▸ **Consigne de travail A**:
Convertissez en liste JSON de chaînes les lignes des enregistrements, depuis leur début jusqu'à la ligne qui contient « positive clicks: (19, 158) (12, 157) (7, 151) », celle-ci comprise, à raison d'une chaîne par ligne et sans les lignes vides. Laissez les images hors de la réponse.

M. de Bismarck a admis implicitement cette distinction en 1870, car il a renoncé, en fait, à se prévaloir des faits signalés par sa note du 3 décembre. Il a continué à respecter, malgré ses menaces, la neutralité luxembourgeoise, et, dans sa réponse à l'Angleterre, il n'a réservé sa liberté d'action que pour le cas où une armée française aurait traversé le grand-duché.

On nous objectera que nous faisons encore trop de part à l'arbitraire du belligérant, qui sera seul juge du point de savoir quand son existence est en péril. Nous répondrons que le belligérant sera généralement retenu, quoi qu'on dise, par la crainte de s'attirer, au cours d'une guerre, de nouvelles inimitiés. L'Etat souverain est forcément et toujours libre d'abuser de ses droits la seule et suffisante sanction de la violation d'un traité est dans les inimitiés qu'elle peut attirer au coupable et dans la perte de la confiance ou de l'amitié que celui-ci inspirait aux autres Etats.

On pourrait opposer aussi à notre distinction une objection tirée de l'article 18 de l'acte final du Congo. Par cet article, les Etats signataires s'engagent à respecter la neutralité des puissances de la région du Congo, qui demanderont à être neutralisées, « aussi longtemps que ces puissances rempliront les devoirs que la neutralité comporte »>.

▸ **Enregistrements fournis**:

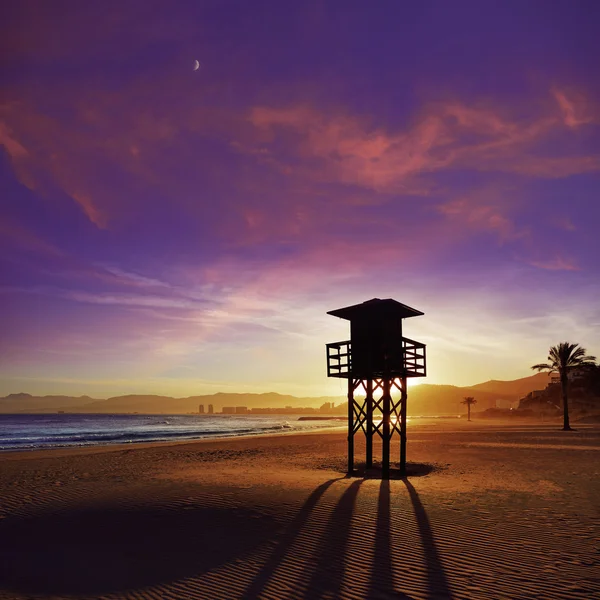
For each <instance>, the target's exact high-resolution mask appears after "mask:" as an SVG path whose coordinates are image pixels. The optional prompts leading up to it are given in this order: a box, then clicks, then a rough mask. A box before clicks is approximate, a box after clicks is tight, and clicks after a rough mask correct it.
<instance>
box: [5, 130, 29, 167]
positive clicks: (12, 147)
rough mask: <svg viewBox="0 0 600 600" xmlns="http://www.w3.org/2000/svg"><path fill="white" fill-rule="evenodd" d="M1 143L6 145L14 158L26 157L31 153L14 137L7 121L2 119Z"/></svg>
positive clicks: (19, 158) (12, 157) (7, 151)
mask: <svg viewBox="0 0 600 600" xmlns="http://www.w3.org/2000/svg"><path fill="white" fill-rule="evenodd" d="M0 144H2V145H3V146H4V148H5V149H6V151H7V152H8V154H9V156H11V157H12V158H13V159H20V158H24V157H26V156H27V155H28V154H29V153H28V152H27V150H26V149H25V148H24V147H23V146H22V145H21V144H20V143H19V142H18V141H17V140H15V139H14V138H13V137H11V132H10V131H9V129H8V127H7V126H6V124H5V123H3V122H1V121H0Z"/></svg>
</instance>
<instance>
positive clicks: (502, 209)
mask: <svg viewBox="0 0 600 600" xmlns="http://www.w3.org/2000/svg"><path fill="white" fill-rule="evenodd" d="M437 208H438V210H439V212H440V213H441V214H443V215H445V216H446V217H447V218H448V219H450V221H453V222H457V223H460V224H461V226H462V225H466V226H467V227H468V228H469V229H473V230H477V231H490V232H493V233H495V234H496V235H497V236H498V238H499V240H500V241H501V242H506V241H509V240H515V239H519V238H523V237H525V236H527V232H526V231H525V230H519V229H518V228H517V226H516V225H515V223H514V222H513V220H512V219H510V218H509V217H508V216H507V211H506V207H505V206H504V207H503V206H501V205H500V204H499V203H498V202H486V201H485V200H483V201H482V200H481V199H479V198H461V199H458V200H452V201H450V202H446V203H444V204H441V205H439V206H438V207H437Z"/></svg>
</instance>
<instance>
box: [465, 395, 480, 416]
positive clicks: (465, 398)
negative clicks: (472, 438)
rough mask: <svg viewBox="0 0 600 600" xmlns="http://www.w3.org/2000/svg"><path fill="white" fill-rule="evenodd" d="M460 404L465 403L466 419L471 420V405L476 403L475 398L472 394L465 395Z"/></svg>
mask: <svg viewBox="0 0 600 600" xmlns="http://www.w3.org/2000/svg"><path fill="white" fill-rule="evenodd" d="M461 404H466V405H467V421H470V420H471V405H472V404H477V400H475V398H473V396H465V399H464V400H463V401H462V402H461Z"/></svg>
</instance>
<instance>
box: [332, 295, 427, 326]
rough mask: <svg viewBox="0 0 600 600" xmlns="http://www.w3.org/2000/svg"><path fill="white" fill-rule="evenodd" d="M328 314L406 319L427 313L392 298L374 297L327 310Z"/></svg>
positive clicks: (340, 315) (335, 316) (339, 317)
mask: <svg viewBox="0 0 600 600" xmlns="http://www.w3.org/2000/svg"><path fill="white" fill-rule="evenodd" d="M327 314H328V315H332V316H334V317H339V318H340V319H346V320H348V321H353V320H355V319H369V318H374V317H399V318H401V319H406V318H408V317H419V316H421V315H423V314H425V313H422V312H421V311H420V310H417V309H415V308H411V307H410V306H406V304H402V303H401V302H398V301H396V300H393V299H392V298H386V299H384V300H381V299H380V298H373V299H372V300H367V301H366V302H362V303H361V304H354V305H352V306H346V307H345V308H337V309H336V310H330V311H328V312H327Z"/></svg>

▸ **Consigne de travail B**:
Recopiez à l'identique le passage du texte étudié qui va de « On nous objectera » à « aux autres Etats. ».

▸ **Réponse attendue A**:
[
  "For each <instance>, the target's exact high-resolution mask appears after \"mask:\" as an SVG path whose coordinates are image pixels. The optional prompts leading up to it are given in this order: a box, then clicks, then a rough mask. A box before clicks is approximate, a box after clicks is tight, and clicks after a rough mask correct it.",
  "<instance>",
  "box: [5, 130, 29, 167]",
  "positive clicks: (12, 147)",
  "rough mask: <svg viewBox=\"0 0 600 600\" xmlns=\"http://www.w3.org/2000/svg\"><path fill=\"white\" fill-rule=\"evenodd\" d=\"M1 143L6 145L14 158L26 157L31 153L14 137L7 121L2 119Z\"/></svg>",
  "positive clicks: (19, 158) (12, 157) (7, 151)"
]

▸ **Réponse attendue B**:
On nous objectera que nous faisons encore trop de part à l'arbitraire du belligérant, qui sera seul juge du point de savoir quand son existence est en péril. Nous répondrons que le belligérant sera généralement retenu, quoi qu'on dise, par la crainte de s'attirer, au cours d'une guerre, de nouvelles inimitiés. L'Etat souverain est forcément et toujours libre d'abuser de ses droits la seule et suffisante sanction de la violation d'un traité est dans les inimitiés qu'elle peut attirer au coupable et dans la perte de la confiance ou de l'amitié que celui-ci inspirait aux autres Etats.